━━ Listing
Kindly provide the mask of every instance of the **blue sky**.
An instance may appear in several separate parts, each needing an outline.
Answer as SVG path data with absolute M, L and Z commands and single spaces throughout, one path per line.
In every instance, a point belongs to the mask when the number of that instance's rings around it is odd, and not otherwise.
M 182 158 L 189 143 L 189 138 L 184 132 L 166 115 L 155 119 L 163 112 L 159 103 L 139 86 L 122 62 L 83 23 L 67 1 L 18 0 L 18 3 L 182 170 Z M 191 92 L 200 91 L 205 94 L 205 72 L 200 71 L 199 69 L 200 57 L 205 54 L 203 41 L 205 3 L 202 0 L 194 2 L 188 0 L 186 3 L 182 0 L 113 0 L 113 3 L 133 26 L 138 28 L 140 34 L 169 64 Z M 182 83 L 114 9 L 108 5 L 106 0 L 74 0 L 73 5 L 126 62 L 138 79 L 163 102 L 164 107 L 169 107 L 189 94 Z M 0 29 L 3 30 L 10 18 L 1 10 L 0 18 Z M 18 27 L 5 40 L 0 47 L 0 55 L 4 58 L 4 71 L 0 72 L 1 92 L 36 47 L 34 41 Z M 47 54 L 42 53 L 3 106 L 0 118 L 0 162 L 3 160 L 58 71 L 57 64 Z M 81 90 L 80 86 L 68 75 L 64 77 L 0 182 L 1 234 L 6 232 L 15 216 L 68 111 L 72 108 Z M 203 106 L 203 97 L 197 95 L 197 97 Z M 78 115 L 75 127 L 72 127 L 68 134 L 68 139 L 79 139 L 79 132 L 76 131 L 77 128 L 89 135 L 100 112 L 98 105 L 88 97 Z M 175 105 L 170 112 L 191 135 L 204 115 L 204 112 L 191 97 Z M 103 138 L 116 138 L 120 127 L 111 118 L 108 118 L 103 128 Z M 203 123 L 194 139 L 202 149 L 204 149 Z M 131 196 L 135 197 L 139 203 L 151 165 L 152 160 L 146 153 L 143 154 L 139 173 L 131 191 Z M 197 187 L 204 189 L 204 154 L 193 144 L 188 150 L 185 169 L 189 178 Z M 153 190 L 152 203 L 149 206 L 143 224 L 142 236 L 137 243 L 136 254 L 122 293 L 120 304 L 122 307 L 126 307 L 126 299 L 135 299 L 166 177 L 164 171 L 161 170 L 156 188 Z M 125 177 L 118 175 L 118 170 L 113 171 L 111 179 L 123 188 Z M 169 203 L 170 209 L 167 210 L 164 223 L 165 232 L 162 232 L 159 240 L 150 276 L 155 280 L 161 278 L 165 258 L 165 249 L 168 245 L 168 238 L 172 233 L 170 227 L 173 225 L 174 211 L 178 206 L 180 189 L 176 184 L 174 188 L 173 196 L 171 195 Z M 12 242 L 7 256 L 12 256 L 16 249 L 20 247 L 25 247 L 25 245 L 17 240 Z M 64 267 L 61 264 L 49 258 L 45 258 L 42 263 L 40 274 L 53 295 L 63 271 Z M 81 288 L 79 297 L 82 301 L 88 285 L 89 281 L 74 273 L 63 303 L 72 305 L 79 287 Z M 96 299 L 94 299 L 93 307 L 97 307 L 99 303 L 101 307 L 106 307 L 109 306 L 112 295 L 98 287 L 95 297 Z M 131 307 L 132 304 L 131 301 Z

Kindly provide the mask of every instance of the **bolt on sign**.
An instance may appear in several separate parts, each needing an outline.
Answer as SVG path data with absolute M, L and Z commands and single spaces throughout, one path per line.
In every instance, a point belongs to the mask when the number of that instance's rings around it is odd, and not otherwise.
━━━━
▸ Exercise brief:
Repeat everything from the line containing "Kindly provide the mask of every instance of the **bolt" down to the end of the rows, switching "separate parts" to "distinct pieces" and leaving all else unchanged.

▸ Reply to the task:
Kindly provide the mask of every instance of the **bolt on sign**.
An instance may appear in several distinct pieces, each needing an outline.
Answer as SVG path data with absolute M, L and Z commands and single spaces throughout, one path per line.
In every instance, a point belongs to the mask when the number of that instance's rings around it is odd, and not otherwise.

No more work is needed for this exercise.